%%

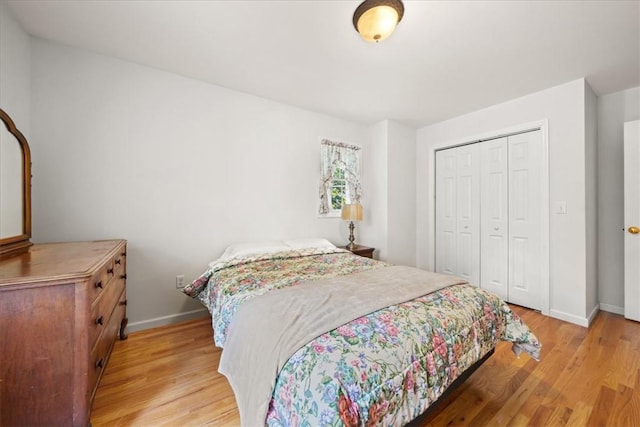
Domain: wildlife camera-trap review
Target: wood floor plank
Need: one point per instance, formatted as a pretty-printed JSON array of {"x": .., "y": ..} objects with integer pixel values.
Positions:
[{"x": 168, "y": 377}]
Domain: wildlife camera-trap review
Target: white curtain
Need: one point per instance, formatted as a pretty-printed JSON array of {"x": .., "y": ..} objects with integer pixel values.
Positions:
[{"x": 339, "y": 155}]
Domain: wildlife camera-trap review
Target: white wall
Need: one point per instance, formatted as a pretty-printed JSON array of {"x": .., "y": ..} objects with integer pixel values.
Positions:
[
  {"x": 15, "y": 70},
  {"x": 613, "y": 110},
  {"x": 375, "y": 196},
  {"x": 178, "y": 167},
  {"x": 591, "y": 202},
  {"x": 390, "y": 206},
  {"x": 401, "y": 183},
  {"x": 564, "y": 107}
]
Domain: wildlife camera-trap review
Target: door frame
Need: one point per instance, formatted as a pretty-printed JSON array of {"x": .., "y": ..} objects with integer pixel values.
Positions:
[{"x": 543, "y": 126}]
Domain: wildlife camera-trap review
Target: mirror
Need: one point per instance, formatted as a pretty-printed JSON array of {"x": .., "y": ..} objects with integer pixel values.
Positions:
[{"x": 15, "y": 189}]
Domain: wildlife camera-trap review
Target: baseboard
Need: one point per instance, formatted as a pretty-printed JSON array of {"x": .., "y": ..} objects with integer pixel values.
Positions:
[
  {"x": 571, "y": 318},
  {"x": 166, "y": 320},
  {"x": 612, "y": 309},
  {"x": 593, "y": 314}
]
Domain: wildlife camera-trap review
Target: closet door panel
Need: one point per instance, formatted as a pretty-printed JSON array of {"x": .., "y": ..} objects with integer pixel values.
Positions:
[
  {"x": 525, "y": 245},
  {"x": 446, "y": 212},
  {"x": 494, "y": 274},
  {"x": 468, "y": 212}
]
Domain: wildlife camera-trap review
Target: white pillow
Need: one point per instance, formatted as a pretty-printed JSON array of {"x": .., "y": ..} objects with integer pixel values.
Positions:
[
  {"x": 313, "y": 242},
  {"x": 243, "y": 250}
]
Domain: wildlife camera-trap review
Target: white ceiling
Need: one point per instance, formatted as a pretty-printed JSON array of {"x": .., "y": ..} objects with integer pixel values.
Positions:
[{"x": 445, "y": 59}]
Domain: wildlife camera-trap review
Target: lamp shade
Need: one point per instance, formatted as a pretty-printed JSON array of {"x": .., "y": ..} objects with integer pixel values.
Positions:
[
  {"x": 352, "y": 212},
  {"x": 375, "y": 20}
]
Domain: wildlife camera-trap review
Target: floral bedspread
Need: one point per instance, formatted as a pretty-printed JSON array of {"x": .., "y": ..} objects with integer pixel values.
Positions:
[{"x": 384, "y": 368}]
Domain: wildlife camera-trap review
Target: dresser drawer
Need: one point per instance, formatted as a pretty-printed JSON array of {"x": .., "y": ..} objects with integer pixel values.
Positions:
[
  {"x": 102, "y": 350},
  {"x": 103, "y": 307},
  {"x": 113, "y": 268}
]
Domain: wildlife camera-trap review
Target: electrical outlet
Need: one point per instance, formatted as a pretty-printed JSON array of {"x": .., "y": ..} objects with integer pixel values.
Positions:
[{"x": 179, "y": 281}]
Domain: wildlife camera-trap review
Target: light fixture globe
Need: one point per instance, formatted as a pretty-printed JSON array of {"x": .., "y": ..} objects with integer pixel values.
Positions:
[{"x": 375, "y": 20}]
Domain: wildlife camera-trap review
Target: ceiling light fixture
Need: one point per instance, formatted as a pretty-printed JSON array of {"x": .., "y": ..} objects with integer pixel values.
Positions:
[{"x": 375, "y": 20}]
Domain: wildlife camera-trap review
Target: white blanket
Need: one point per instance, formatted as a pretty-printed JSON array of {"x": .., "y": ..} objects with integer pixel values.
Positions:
[{"x": 267, "y": 330}]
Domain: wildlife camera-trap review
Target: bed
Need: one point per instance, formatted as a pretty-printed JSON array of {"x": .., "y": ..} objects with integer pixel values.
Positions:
[{"x": 313, "y": 335}]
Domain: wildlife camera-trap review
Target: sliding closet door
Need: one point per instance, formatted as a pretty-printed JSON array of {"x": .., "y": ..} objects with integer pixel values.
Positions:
[
  {"x": 489, "y": 215},
  {"x": 525, "y": 236},
  {"x": 458, "y": 212},
  {"x": 446, "y": 162},
  {"x": 494, "y": 229}
]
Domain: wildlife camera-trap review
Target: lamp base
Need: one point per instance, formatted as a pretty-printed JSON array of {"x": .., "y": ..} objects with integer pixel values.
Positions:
[{"x": 351, "y": 246}]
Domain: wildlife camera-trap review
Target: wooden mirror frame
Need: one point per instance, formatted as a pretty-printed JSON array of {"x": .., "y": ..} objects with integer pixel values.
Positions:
[{"x": 13, "y": 245}]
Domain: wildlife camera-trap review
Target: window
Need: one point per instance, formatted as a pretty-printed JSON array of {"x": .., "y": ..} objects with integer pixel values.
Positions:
[{"x": 340, "y": 176}]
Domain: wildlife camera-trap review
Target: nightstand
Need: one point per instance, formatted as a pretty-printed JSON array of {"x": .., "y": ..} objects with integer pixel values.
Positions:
[{"x": 364, "y": 251}]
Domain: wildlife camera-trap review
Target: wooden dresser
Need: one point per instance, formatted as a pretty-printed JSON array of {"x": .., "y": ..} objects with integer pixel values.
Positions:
[{"x": 62, "y": 306}]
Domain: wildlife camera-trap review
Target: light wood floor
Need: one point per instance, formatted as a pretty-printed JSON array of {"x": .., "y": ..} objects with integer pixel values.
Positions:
[{"x": 168, "y": 377}]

%%

### Task statement
The records above need to be copied exactly, with the pictures left out.

### Exercise response
Domain: wildlife camera-trap review
Target: wood floor plank
Need: one point per instance, formatted as a pretty-printed JSON array of {"x": .., "y": ..} objects with integer pixel values.
Positions:
[{"x": 168, "y": 377}]
Domain: wildlife camera-trap review
Target: white curtain
Need: one point per instance, formatted as a pretty-printed JSON array of {"x": .., "y": ..} objects with integer pixel values.
Positions:
[{"x": 339, "y": 155}]
Domain: wildlife camera-trap review
Target: white wall
Need: one point per instance, formatted as a pretty-printed JSON array of {"x": .., "y": ..} objects with integer pixel values.
Positions:
[
  {"x": 15, "y": 70},
  {"x": 613, "y": 110},
  {"x": 375, "y": 196},
  {"x": 178, "y": 167},
  {"x": 591, "y": 202},
  {"x": 390, "y": 206},
  {"x": 401, "y": 183},
  {"x": 564, "y": 107}
]
Domain: wildlife camera-trap review
Target: door frame
Need: one point per instance, formatted as a pretty-printed JSON array of {"x": .., "y": ..} objects with integer pixel values.
Positions:
[{"x": 543, "y": 126}]
Domain: wildlife camera-trap review
Target: mirror
Need: one point per instance, formatted as a pretty-printed JSON array of {"x": .., "y": ..} objects with integer pixel values.
Positions:
[{"x": 15, "y": 189}]
Domain: wildlife camera-trap review
Target: baseboard
Need: one point per instance, formatted as a pretty-printed JSON array of {"x": .., "y": ..} objects with integer pixel values.
Positions:
[
  {"x": 571, "y": 318},
  {"x": 166, "y": 320},
  {"x": 612, "y": 309},
  {"x": 593, "y": 314}
]
Domain: wildlife camera-trap review
Target: closet door panel
Need: one point per instance, formatted as a pretty-printed JSON array of {"x": .., "y": ..} objects with integer pixel values.
Positions:
[
  {"x": 525, "y": 245},
  {"x": 446, "y": 212},
  {"x": 494, "y": 274},
  {"x": 468, "y": 212}
]
Domain: wildlife camera-trap review
Target: white pillow
Need: one point per instance, formatted as a pretty-printed JSON array of {"x": .., "y": ..} objects with integer pixel values.
Positions:
[
  {"x": 313, "y": 242},
  {"x": 243, "y": 250}
]
Domain: wildlife camera-trap review
Target: white ceiling
Need: one point per instance, formatted as a pretty-printed JSON array of {"x": .., "y": ..} objects with integer pixel values.
Positions:
[{"x": 445, "y": 59}]
Domain: wildlife camera-trap review
Target: lamp shade
Need: one point per instance, formatted as a pretty-printed JSON array of {"x": .., "y": ..} objects with integer pixel values.
Positions:
[
  {"x": 352, "y": 212},
  {"x": 375, "y": 20}
]
Domain: wildlife camera-trap review
Target: floral bedspread
Need: one point per instance, formatted as a pretty-printed JSON array of {"x": .., "y": ..} objects with integer pixel values.
Positions:
[{"x": 384, "y": 368}]
Domain: wildlife camera-trap review
Target: dresser drawer
Need: one point per instance, formatted as a pretty-printed JSON array of {"x": .., "y": ..} objects with integer pixel values.
Positions:
[
  {"x": 102, "y": 350},
  {"x": 103, "y": 307},
  {"x": 113, "y": 268}
]
Domain: wildlife camera-trap review
Target: electrical outlet
Need: one point per instance, formatted as a pretty-printed JSON array of {"x": .., "y": ..} objects with integer pixel values.
Positions:
[{"x": 179, "y": 281}]
Domain: wildlife camera-trap review
Target: light fixture globe
Need: one point per instance, formatted as a pretty-printed JSON array of {"x": .., "y": ..} objects with integer pixel values.
Positions:
[{"x": 375, "y": 20}]
Domain: wildlife camera-trap review
Target: ceiling light fixture
Need: one point per instance, formatted as a pretty-printed JSON array of {"x": .., "y": ..} objects with integer pixel values.
Positions:
[{"x": 375, "y": 20}]
Domain: wildlife camera-trap review
Target: white blanket
Need: one point per instance, formatted as a pretty-printed JSON array of {"x": .., "y": ..} objects with integer pixel values.
Positions:
[{"x": 267, "y": 330}]
Domain: wildlife camera-trap review
Target: bed
Need: one point per instance, formatted as a pretty-printed JSON array of {"x": .., "y": ..} objects with integer pixel values.
Positions:
[{"x": 313, "y": 335}]
Domain: wildlife camera-trap review
Target: sliding closet door
Need: one point per instance, formatted as a pretty-printed JSON array of {"x": .., "y": ..} objects with integer pixel values.
Positions:
[
  {"x": 489, "y": 215},
  {"x": 525, "y": 236},
  {"x": 458, "y": 212},
  {"x": 446, "y": 162},
  {"x": 494, "y": 229}
]
Domain: wildlife camera-trap review
Target: lamp base
Need: one point per instance, formatted as a pretty-printed JSON array of {"x": .., "y": ..} objects with integer pixel values.
Positions:
[{"x": 351, "y": 246}]
Domain: wildlife camera-trap review
Target: wooden mirror frame
Need: one point per instance, formatted as a pretty-printed JSON array of {"x": .., "y": ..} objects with integer pixel values.
Positions:
[{"x": 13, "y": 245}]
Domain: wildlife camera-trap review
Target: window
Need: one point per instance, formatted as a pretty-printed JSON array of {"x": .., "y": ..} objects with integer pixel values.
Positions:
[{"x": 340, "y": 176}]
Domain: wildlife camera-trap review
Target: nightstand
Need: one point per instance, formatted as a pretty-printed JSON array of {"x": .., "y": ..} objects with integer pixel values.
Positions:
[{"x": 364, "y": 251}]
Domain: wildlife camera-trap review
Target: wooden dresser
Need: one point per instance, formatted as a pretty-printed JSON array of {"x": .., "y": ..} objects with integer pixel values.
Positions:
[{"x": 62, "y": 306}]
Domain: wildlife camera-trap review
Target: light wood floor
Need: one point per instance, formatted as a pretty-printed JSON array of {"x": .., "y": ..} objects with integer pixel values.
Positions:
[{"x": 168, "y": 377}]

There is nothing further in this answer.